What is required - Give a verbatim repeat of the lines that run from the line containing "One point lands on every instance of the van windshield, laid" to the end of the data below.

Excerpts of location labeling data
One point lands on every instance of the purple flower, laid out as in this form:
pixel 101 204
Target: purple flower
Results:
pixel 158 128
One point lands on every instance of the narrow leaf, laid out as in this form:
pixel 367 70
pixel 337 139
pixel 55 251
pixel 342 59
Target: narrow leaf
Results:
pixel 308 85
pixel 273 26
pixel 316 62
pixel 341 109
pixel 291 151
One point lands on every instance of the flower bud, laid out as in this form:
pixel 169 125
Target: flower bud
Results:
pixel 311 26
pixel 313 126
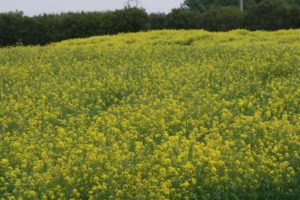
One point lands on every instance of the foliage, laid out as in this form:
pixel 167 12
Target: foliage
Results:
pixel 157 115
pixel 222 18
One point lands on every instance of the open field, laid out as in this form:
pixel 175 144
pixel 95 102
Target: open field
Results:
pixel 157 115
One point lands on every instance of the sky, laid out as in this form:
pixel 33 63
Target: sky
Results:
pixel 35 7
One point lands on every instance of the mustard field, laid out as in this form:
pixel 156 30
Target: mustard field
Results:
pixel 156 115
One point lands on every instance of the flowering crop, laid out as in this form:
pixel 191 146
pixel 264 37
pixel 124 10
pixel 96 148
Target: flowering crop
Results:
pixel 157 115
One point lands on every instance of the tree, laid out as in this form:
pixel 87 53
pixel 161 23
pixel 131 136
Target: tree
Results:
pixel 203 5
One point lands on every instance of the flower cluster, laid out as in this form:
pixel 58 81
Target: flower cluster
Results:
pixel 157 115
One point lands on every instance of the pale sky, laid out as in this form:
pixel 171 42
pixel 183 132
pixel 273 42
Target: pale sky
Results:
pixel 35 7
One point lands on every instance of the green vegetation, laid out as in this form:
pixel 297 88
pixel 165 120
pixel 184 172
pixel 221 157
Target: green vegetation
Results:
pixel 157 115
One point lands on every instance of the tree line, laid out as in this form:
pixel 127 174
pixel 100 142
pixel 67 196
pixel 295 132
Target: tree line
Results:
pixel 212 15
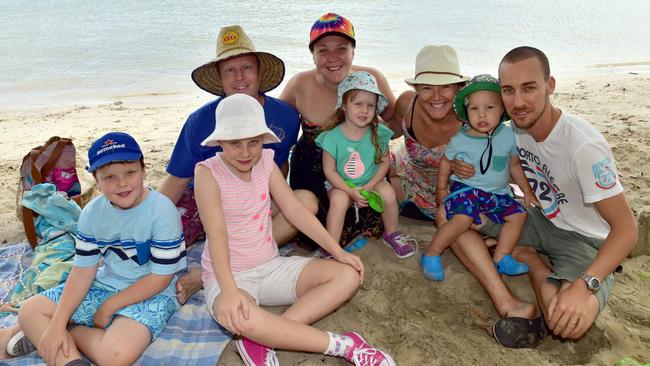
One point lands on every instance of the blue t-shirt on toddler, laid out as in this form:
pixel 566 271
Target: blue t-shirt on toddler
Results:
pixel 145 239
pixel 470 148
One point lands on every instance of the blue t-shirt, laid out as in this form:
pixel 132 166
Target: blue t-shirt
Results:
pixel 134 242
pixel 355 160
pixel 470 148
pixel 281 118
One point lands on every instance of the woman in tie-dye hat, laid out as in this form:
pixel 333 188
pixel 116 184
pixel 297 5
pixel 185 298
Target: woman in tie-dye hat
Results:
pixel 313 92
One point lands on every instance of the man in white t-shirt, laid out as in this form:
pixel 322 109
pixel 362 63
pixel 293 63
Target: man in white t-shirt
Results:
pixel 585 226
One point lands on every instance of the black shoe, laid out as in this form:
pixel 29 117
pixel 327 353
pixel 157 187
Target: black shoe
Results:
pixel 19 345
pixel 515 332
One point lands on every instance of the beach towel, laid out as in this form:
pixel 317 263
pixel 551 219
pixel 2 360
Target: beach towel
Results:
pixel 52 259
pixel 190 338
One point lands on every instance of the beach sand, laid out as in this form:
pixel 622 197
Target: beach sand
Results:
pixel 417 321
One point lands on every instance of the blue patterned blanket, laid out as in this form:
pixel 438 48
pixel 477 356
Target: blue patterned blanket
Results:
pixel 190 338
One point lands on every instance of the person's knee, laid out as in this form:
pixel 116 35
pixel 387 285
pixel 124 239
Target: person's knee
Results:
pixel 254 323
pixel 339 200
pixel 387 192
pixel 37 304
pixel 123 354
pixel 308 199
pixel 518 218
pixel 346 277
pixel 525 254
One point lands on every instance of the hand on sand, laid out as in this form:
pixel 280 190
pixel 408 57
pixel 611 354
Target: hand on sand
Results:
pixel 54 338
pixel 530 198
pixel 572 311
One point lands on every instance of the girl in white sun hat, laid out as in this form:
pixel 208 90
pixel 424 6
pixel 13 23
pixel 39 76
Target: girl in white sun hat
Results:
pixel 241 266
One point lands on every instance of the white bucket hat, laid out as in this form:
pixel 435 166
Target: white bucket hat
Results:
pixel 437 65
pixel 237 117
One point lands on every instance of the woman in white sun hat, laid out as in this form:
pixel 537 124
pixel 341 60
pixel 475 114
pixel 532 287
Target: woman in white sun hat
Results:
pixel 426 120
pixel 241 268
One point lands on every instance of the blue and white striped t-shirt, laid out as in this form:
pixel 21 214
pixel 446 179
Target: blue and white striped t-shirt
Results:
pixel 135 242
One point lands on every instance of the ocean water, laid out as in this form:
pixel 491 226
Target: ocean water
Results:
pixel 89 51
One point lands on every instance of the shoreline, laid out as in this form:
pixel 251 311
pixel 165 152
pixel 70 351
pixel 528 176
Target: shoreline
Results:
pixel 417 321
pixel 178 96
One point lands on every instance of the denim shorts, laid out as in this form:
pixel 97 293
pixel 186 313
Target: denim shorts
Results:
pixel 472 202
pixel 152 313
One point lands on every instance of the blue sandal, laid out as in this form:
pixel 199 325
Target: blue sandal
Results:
pixel 432 267
pixel 510 266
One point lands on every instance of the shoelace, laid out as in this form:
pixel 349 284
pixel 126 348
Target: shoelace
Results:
pixel 367 357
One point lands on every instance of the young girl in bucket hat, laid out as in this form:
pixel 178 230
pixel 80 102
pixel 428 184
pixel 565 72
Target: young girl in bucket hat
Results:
pixel 241 266
pixel 489 145
pixel 355 159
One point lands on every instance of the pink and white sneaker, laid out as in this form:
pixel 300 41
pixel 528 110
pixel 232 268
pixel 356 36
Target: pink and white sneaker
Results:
pixel 255 354
pixel 362 354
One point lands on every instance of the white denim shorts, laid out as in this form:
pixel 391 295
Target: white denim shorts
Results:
pixel 272 283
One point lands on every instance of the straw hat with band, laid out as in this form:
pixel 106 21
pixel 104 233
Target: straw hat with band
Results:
pixel 233 42
pixel 239 116
pixel 478 83
pixel 437 65
pixel 361 80
pixel 331 24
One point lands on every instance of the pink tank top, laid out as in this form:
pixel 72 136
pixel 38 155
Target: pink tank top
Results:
pixel 247 211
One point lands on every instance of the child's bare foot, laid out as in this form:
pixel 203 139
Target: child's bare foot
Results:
pixel 188 284
pixel 5 336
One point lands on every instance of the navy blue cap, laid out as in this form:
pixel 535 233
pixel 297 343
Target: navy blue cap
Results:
pixel 114 146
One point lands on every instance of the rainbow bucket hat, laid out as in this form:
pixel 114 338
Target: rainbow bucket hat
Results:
pixel 331 24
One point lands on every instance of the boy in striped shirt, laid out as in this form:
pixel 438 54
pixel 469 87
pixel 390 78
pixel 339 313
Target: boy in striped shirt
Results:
pixel 112 312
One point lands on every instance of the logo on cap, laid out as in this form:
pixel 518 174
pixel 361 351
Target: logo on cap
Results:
pixel 230 38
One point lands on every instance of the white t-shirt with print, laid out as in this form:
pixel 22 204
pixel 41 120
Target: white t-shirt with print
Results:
pixel 569 171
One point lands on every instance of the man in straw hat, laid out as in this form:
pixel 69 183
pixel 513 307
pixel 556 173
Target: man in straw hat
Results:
pixel 584 225
pixel 237 68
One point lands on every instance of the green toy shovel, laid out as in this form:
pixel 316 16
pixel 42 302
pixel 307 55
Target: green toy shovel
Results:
pixel 375 200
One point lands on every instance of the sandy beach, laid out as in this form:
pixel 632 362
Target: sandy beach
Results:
pixel 417 321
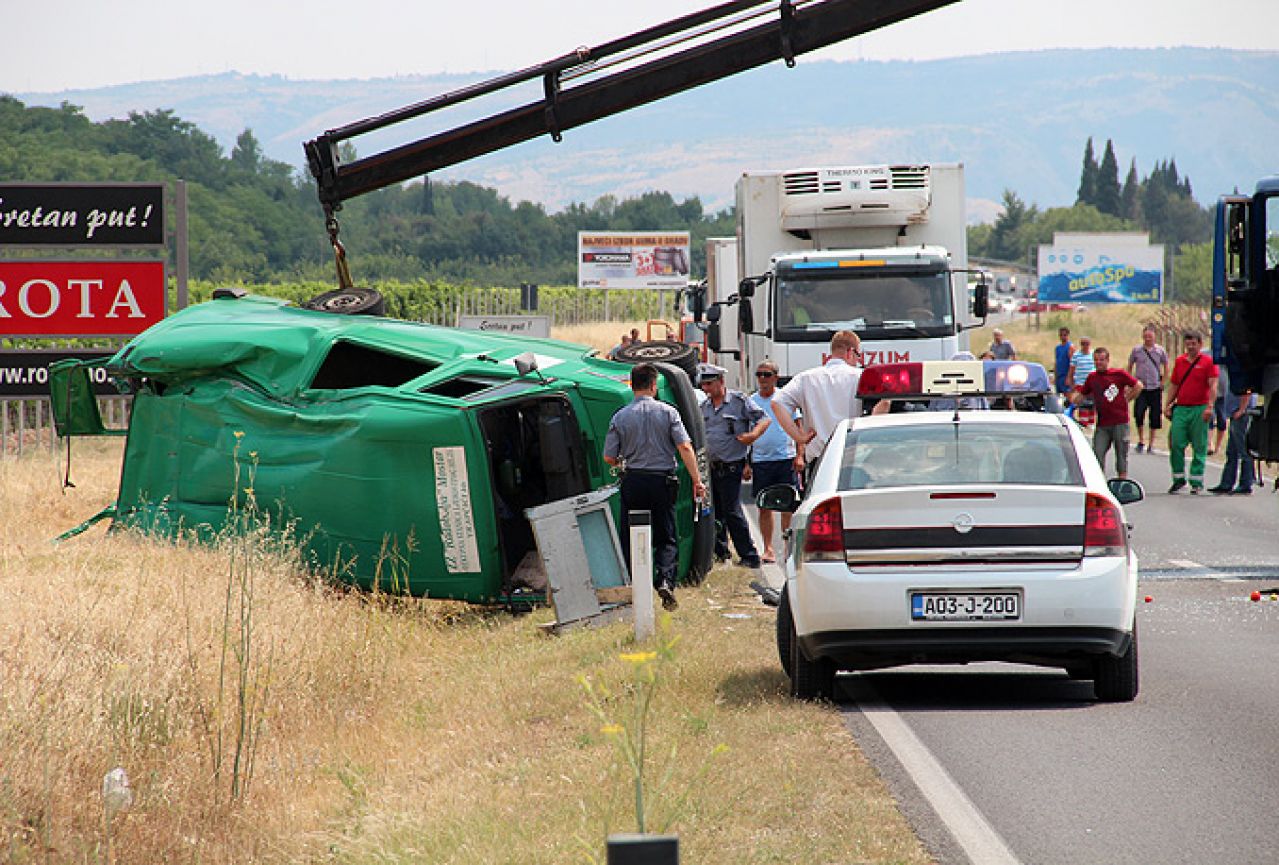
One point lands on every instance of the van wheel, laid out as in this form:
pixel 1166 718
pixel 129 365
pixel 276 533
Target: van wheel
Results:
pixel 681 355
pixel 348 301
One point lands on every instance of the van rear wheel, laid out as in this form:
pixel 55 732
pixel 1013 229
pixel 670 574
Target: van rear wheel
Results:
pixel 348 301
pixel 681 355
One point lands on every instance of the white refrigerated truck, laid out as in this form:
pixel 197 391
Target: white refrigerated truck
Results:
pixel 880 250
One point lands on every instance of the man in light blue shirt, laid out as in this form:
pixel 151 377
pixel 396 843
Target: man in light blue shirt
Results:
pixel 1238 463
pixel 773 456
pixel 733 424
pixel 1081 367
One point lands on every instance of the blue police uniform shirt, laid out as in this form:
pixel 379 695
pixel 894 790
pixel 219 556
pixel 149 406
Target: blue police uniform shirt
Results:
pixel 774 444
pixel 1062 365
pixel 734 416
pixel 645 435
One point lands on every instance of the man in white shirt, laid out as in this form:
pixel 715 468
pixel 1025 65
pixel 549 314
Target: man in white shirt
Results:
pixel 824 396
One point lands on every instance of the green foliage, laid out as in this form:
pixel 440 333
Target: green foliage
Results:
pixel 1087 193
pixel 1108 183
pixel 1161 205
pixel 1007 241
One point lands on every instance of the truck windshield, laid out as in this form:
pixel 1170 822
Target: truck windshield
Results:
pixel 876 303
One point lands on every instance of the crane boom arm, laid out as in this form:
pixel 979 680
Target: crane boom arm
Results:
pixel 791 28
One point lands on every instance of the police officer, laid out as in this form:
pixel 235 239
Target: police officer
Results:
pixel 733 422
pixel 643 439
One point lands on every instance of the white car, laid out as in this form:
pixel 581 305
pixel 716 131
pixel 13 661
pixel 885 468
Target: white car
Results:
pixel 958 535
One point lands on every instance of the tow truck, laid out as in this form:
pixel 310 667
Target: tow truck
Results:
pixel 1246 305
pixel 411 453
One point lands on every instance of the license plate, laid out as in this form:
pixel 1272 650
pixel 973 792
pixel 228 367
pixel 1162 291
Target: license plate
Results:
pixel 966 605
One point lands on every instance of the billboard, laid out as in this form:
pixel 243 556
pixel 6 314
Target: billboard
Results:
pixel 517 325
pixel 81 298
pixel 1100 269
pixel 82 215
pixel 24 372
pixel 632 259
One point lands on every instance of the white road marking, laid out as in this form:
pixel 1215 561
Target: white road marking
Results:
pixel 980 842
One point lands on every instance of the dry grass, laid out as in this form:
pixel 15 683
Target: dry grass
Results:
pixel 388 731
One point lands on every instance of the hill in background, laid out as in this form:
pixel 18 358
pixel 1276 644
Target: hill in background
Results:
pixel 1017 120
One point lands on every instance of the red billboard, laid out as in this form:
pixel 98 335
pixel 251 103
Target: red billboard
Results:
pixel 79 298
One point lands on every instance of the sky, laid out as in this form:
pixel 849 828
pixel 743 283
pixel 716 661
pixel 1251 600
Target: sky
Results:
pixel 55 45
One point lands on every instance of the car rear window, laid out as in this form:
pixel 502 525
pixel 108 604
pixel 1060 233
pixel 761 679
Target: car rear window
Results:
pixel 952 453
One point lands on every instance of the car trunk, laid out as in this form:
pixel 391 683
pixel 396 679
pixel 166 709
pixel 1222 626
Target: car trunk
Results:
pixel 963 525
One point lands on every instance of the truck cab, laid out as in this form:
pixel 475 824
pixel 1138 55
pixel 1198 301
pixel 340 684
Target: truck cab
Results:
pixel 1246 303
pixel 880 250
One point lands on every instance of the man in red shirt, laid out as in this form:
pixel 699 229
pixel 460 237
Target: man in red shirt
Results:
pixel 1112 390
pixel 1190 406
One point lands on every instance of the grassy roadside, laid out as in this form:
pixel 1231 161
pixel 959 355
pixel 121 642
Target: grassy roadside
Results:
pixel 262 717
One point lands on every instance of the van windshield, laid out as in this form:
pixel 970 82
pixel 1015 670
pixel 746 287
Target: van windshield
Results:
pixel 878 303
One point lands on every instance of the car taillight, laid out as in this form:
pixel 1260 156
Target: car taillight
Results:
pixel 1104 531
pixel 824 535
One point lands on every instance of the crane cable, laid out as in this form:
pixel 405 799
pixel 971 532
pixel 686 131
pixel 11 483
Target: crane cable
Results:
pixel 339 251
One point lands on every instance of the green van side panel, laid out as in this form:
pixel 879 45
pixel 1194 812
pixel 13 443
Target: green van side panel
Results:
pixel 357 475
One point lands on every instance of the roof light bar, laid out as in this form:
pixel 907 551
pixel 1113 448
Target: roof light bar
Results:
pixel 929 379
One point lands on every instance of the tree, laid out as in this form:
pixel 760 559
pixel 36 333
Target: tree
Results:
pixel 1108 183
pixel 1005 238
pixel 1129 197
pixel 247 154
pixel 1087 193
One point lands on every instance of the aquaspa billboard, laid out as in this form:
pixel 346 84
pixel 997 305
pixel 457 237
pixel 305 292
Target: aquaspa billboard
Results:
pixel 1101 269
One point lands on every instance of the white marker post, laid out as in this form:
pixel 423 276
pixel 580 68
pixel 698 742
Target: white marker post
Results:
pixel 641 573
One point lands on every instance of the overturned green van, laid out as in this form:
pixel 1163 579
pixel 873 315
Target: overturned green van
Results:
pixel 362 435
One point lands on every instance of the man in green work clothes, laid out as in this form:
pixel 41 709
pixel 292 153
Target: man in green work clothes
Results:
pixel 1190 406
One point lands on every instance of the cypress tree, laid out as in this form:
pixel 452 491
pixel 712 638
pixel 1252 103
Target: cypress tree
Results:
pixel 1089 178
pixel 1108 182
pixel 1129 200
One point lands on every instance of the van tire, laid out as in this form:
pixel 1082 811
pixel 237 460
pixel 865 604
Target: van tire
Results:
pixel 659 351
pixel 348 301
pixel 785 631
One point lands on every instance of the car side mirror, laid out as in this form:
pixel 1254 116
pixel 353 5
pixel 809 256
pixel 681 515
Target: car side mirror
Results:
pixel 697 301
pixel 780 497
pixel 1124 489
pixel 981 300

Response below -
One point lands on every instance of the van windshield, laid out as in this form:
pixel 970 82
pixel 1015 670
pixel 746 287
Target: van windshield
Results:
pixel 878 303
One point lands on every instance of the car taillight, laid out as in this form:
pixel 1260 156
Target: car taillight
Results:
pixel 1104 531
pixel 824 535
One point lands on every instance of the crane cable, laid out as in this form:
pixel 405 799
pixel 971 532
pixel 686 131
pixel 11 483
Target: crane cable
Results:
pixel 339 251
One point lands on every instance of the green van side panel, laid out as in this form:
pixel 879 45
pixel 1194 812
pixel 13 443
Target: green van side panel
Results:
pixel 357 475
One point lands on every instance of the roof light bar, laid out as in this form:
pixel 907 551
pixel 1113 448
Target: roof light bar
Results:
pixel 929 379
One point lands on every instance of the tree, laid out as in this form:
pixel 760 559
pixel 36 333
Target: tree
Results:
pixel 1108 183
pixel 1005 238
pixel 1129 197
pixel 247 154
pixel 1087 193
One point lands on every instance of the aquaspa billboard, laid out as in this form:
pixel 346 84
pixel 997 305
pixel 457 237
pixel 305 292
Target: aquaspa billboard
Results:
pixel 1101 269
One point lands on every instance of the white marker post, laid out as in this form:
pixel 423 276
pixel 580 68
pixel 698 742
Target: white marker post
Results:
pixel 641 573
One point lands on every instance of the overturned green van, laid out as in this form:
pixel 1163 579
pixel 873 315
Target: overturned green van
Results:
pixel 362 435
One point lands on every instance of the man in green work clothes, laid out as in this form:
pixel 41 709
pixel 292 153
Target: man in green work clothes
Results:
pixel 1190 406
One point lands on every instance of the cypress tree, laid out as in this form:
pixel 452 491
pixel 712 638
pixel 1252 103
Target: cypress tree
Results:
pixel 1089 178
pixel 1108 182
pixel 1129 200
One point lands on every instance of the van tire, laid out as in this form:
pixel 1082 811
pixel 237 460
pixel 865 604
Target: van tire
Results:
pixel 659 351
pixel 348 301
pixel 785 631
One point lands on every instance of the car side mirror, laid out as in this form:
pixel 1254 116
pixel 353 5
pixel 809 256
pixel 681 515
Target: car side mirror
Results:
pixel 697 301
pixel 780 497
pixel 1124 489
pixel 981 300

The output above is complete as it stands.